▶ [Written request]: Please rewrite the items below, replacing "Camera-trap tally" with "Point count" and leaving everything else unchanged.

Location annotation dataset excerpts

********

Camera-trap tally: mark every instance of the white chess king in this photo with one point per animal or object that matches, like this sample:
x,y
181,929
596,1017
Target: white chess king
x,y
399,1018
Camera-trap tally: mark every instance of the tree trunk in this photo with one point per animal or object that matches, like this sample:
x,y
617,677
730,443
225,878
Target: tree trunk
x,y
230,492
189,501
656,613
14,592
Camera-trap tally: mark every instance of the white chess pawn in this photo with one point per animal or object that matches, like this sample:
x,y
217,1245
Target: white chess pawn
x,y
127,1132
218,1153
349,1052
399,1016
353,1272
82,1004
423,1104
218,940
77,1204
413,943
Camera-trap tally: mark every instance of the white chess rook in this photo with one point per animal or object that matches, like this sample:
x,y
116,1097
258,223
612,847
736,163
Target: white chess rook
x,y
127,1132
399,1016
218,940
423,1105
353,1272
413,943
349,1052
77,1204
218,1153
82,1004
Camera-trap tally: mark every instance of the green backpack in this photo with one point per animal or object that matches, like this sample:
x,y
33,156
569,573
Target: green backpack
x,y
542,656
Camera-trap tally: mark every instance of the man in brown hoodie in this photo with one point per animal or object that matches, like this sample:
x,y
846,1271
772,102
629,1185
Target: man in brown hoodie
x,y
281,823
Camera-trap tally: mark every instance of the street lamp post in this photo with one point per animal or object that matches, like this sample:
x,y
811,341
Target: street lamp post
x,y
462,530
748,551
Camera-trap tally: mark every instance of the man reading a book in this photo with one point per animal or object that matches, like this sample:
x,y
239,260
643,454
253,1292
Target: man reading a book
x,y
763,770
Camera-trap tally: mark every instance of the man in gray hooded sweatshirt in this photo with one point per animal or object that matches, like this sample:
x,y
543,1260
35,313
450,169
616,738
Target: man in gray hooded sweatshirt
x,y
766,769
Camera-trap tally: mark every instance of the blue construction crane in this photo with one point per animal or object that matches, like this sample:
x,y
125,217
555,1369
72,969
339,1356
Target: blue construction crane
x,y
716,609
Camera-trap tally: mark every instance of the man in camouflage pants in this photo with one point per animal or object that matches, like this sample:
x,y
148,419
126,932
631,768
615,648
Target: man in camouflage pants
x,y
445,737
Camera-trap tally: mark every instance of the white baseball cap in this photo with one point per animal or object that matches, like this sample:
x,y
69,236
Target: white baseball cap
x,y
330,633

********

▶ [Task response]:
Point count: mark every instance of the white chess king in this photo with one point per animal or object that matches, like this sample:
x,y
181,929
596,1017
Target: white chess king
x,y
399,1018
Point count: mark every instance of the tree trunk in this photo with one point per animal or object that matches, like this sample:
x,y
617,677
730,443
225,878
Target: tree trunk
x,y
230,492
189,501
656,613
14,592
Point count: mark every instance of the white chess pawn in this photo with one point per animal or object that matches, like this sample:
x,y
217,1245
Target: white chess pawn
x,y
127,1132
218,1153
349,1052
399,1016
353,1272
82,1004
423,1104
218,940
77,1204
413,943
Point count: mark every instance of the white chess rook in this photo with one point per animal or object that matches, like this sample:
x,y
116,1097
258,223
612,847
736,163
Target: white chess rook
x,y
127,1132
399,1016
218,940
423,1105
353,1272
413,943
349,1052
77,1204
218,1153
82,1004
Point count: mark every instance of the green backpack in this photo with one point per animal or object that matches, like this sample:
x,y
33,156
569,573
Target: green backpack
x,y
542,656
Point count: mark every instance of the man in brown hoodie in this photo with one point per animal or object that matches, like this sample:
x,y
846,1271
772,102
629,1185
Target: man in brown hoodie
x,y
281,823
Point count: mark every instance of the street lamp post in this photo with one point per animal or object that matches, like this sample:
x,y
811,341
Target: street lamp post
x,y
462,530
748,551
Point count: mark every instance of the man reading a book in this photo with one point per animal or object that matches, like this sample:
x,y
239,260
643,454
253,1292
Target: man reading a book
x,y
763,770
Point count: mark every instance of the man in gray hooded sweatshirt in this photo with one point per animal or object that matches, like this sample:
x,y
543,1260
35,313
450,169
616,738
Target: man in gray hooded sweatshirt
x,y
766,769
Point count: mark every instance of the blue construction crane in this photo with one point per animal or object that matches, like this sample:
x,y
125,217
555,1369
72,969
339,1356
Target: blue construction crane
x,y
716,609
Point count: mark every instance of the man in camouflage pants in this photo with one point per animal or object that matches, like this sample:
x,y
148,419
126,932
631,768
615,648
Target: man in camouflage pants
x,y
445,737
Point count: mark every instance of the white baseball cap in this photo with one point per animal or object that matches, like this sample:
x,y
69,236
Target: white baseball cap
x,y
330,633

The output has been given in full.